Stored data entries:
◇ ◇ ◇ ◇ ◇
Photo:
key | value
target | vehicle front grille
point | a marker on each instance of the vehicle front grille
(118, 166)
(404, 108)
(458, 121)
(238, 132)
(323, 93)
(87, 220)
◇ ◇ ◇ ◇ ◇
→ **TASK INSTRUCTIONS**:
Line by line, retype all of the entries.

→ **TASK ANSWER**:
Photo:
key | value
target | vehicle front grille
point | a marker on each instance of the vehicle front grille
(118, 166)
(404, 108)
(458, 121)
(238, 132)
(323, 93)
(87, 220)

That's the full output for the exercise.